• TEXT SEGMENT:
AmpWrapper is designed to consolidate the tools provided by the AmpTools library into a few easy-to-use Python scripts. Among these are scripts for running multiple fits through a SLURM interface, generating configuration files for partial wave analysis in both mass-dependent and model-independent fits, plotting results from fits, and bootstrapping fit results, along with utilities which wrap AmpTools fit results files. This code was designed to be used on the CMU MEG cluster and some of the job-submission code is formatted for our specific queue structure.
In general, scripts have the naming format amptools-<script name>
to allow for them to be easily selected through tab completion.
usage: amptools-activate [-h] [-d DIRECTORY]
optional arguments:
-h, --help show this help message and exit
-d DIRECTORY, --directory DIRECTORY
(optional) path to new environment directory (default
is current directory)
- Activates an AmpWrapper environment in the specified
DIRECTORY
(uses current working directory if none is supplied). This involves creating folders for flattrees and an.env.json
file which is populated with useful information for other scripts. It also creates a file~/.amptoolstools
which just points all programs to the currently activated environment (this allows scripts to be run from anywhere without having to be in the environment directory).
usage: amptools-convert [-h] [--version] [--merge-only]
[--exclude EXCLUDE [EXCLUDE ...]] [-w WEIGHT]
[-f FORMAT [FORMAT ...]] [-p PREFIX] [--force]
[--no-pol]
input output
Convert ROOT analysis trees to AmpTools flat trees
positional arguments:
input Directory containing either:
1. ROOT files with run numbers in their names
2. ROOT files with any of the following keywords
in their names (this will skip the merging step!)

• ACTIVITY LIST:
a) State whether each statement agrees with the AmpWrapper documentation, answering yes or no and quoting the deciding words of the documentation: (i) the code was designed for use on the CMU MEG cluster; (ii) the scripts are named so they can be selected through tab completion; (iii) amptools-activate requires a directory to be supplied.
b) Rewrite the passage of the AmpWrapper documentation from "AmpWrapper is designed" to "specific queue structure.", putting "shell" in place of "Python".
The records come from a separate source.

• SUPPLIED RECORDS:
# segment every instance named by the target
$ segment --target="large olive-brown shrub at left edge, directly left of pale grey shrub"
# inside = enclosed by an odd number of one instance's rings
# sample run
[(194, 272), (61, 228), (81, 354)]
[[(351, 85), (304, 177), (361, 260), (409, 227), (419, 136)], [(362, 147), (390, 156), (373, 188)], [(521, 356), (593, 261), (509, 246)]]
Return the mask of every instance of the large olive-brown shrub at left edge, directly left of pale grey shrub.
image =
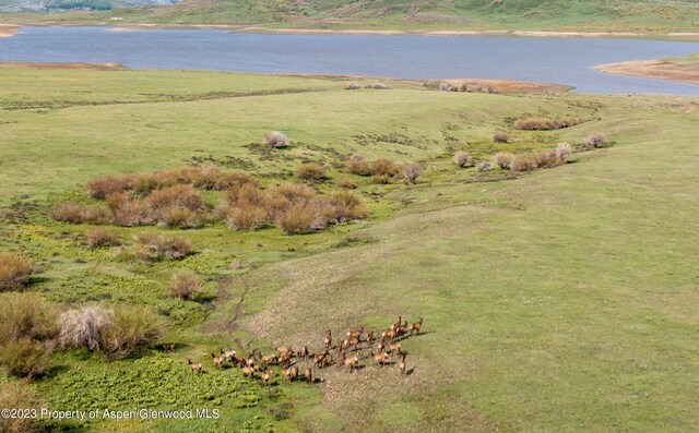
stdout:
[(0, 303), (0, 345), (22, 338), (47, 341), (59, 335), (58, 311), (36, 293), (12, 293)]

• TASK SOLUTIONS:
a)
(i) Yes: "This code was designed to be used on the CMU MEG cluster"
(ii) Yes: "to allow for them to be easily selected through tab completion."
(iii) No: "(optional) path to new environment directory"

b)
AmpWrapper is designed to consolidate the tools provided by the AmpTools library into a few easy-to-use shell scripts. Among these are scripts for running multiple fits through a SLURM interface, generating configuration files for partial wave analysis in both mass-dependent and model-independent fits, plotting results from fits, and bootstrapping fit results, along with utilities which wrap AmpTools fit results files. This code was designed to be used on the CMU MEG cluster and some of the job-submission code is formatted for our specific queue structure.